Commentary

Obama’s Other Massachusetts Problem

The flood of angry voters in Massachusetts isn’t the only blue-state problem coming from Ted Kennedy’s old stomping grounds.

In 2006, Massachusetts enacted a health care law that is essentially identical to the Obama plan - and voters there have seen the consequences. Both Obamacare and the Massachusetts plan aim to expand health insurance coverage via private-sector mandates, private-insurance subsidies, an expanded Medicaid program and a new health insurance “exchange.”

President Obama has avoided any comparisons between his plan and the Massachusetts law, with good reason. Premiums for employer-sponsored insurance - 96 percent of the Massachusetts’ market - are rising 21 percent to 46 percent faster than the national average. State officials have whitewashed the cost overruns, but they are simultaneously raising taxes and threatening to impose a Canadian-style payment system, in which doctors and hospitals do the dirty work of rationing care.

In a new Cato Institute study, we found that the Massachusetts law’s runaway costs are delivering far less than supporters claim. Using 2008 data from the Census Bureau’s Current Population Survey, “the survey of record” for measuring trends among the uninsured, and controlling for relevant variables and using other New England states to control for unobserved factors, we found unflattering results.

Official estimates of coverage gains overstate the law’s impact by at least 45 percent. At best, the law covered 297,000 previously uninsured residents, and the uninsured rate is 3.8 percent rather than 432,000 and 2.6 percent, as Massachusetts claims.

Yet even those estimates are overly optimistic, as Massachusetts appears to have driven many uninsured residents underground.

There is evidence that many residents responded to the law - whose “individual mandate” makes it a crime not to have health insurance - by concealing their insurance status from the Census Bureau. Our results suggest that Massachusetts’ actual uninsured rate may be 5.1 percent or higher and that state officials may be overstating the coverage gains by 112 percent or more.

In addition, the law’s Medicaid expansion spurred many residents to substitute Medicaid for private insurance, much as critics fear a “public option” would. Private coverage fell by 14.6 percentage points among low-income children - despite no discernable increase in total coverage - and by 6.2 points among low-income adults. (Because the Senate version of the president’s plan would expand Medicaid, maybe it contains a “public option” after all.)

**Explore the material**.
1. Answer these questions about the commentary.
(a) In what year did Massachusetts enact its health care law?
(b) What share of the Massachusetts market is employer-sponsored insurance?
(c) By how many percentage points did private coverage fall among low-income adults?
2. Repeat the commentary word for word, everything from "Official estimates of" down to "uninsured residents underground.".

(Region pointing data)
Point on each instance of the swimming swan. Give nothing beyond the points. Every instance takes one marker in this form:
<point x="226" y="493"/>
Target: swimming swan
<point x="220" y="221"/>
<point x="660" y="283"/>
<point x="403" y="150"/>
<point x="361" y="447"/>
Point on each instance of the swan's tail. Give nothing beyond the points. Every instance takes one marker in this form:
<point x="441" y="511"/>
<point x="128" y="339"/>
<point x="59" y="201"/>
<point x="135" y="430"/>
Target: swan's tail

**Set of answers**.
1.
(a) 2006
(b) 96 percent
(c) 6.2 percentage points

2.
Official estimates of coverage gains overstate the law’s impact by at least 45 percent. At best, the law covered 297,000 previously uninsured residents, and the uninsured rate is 3.8 percent rather than 432,000 and 2.6 percent, as Massachusetts claims.

Yet even those estimates are overly optimistic, as Massachusetts appears to have driven many uninsured residents underground.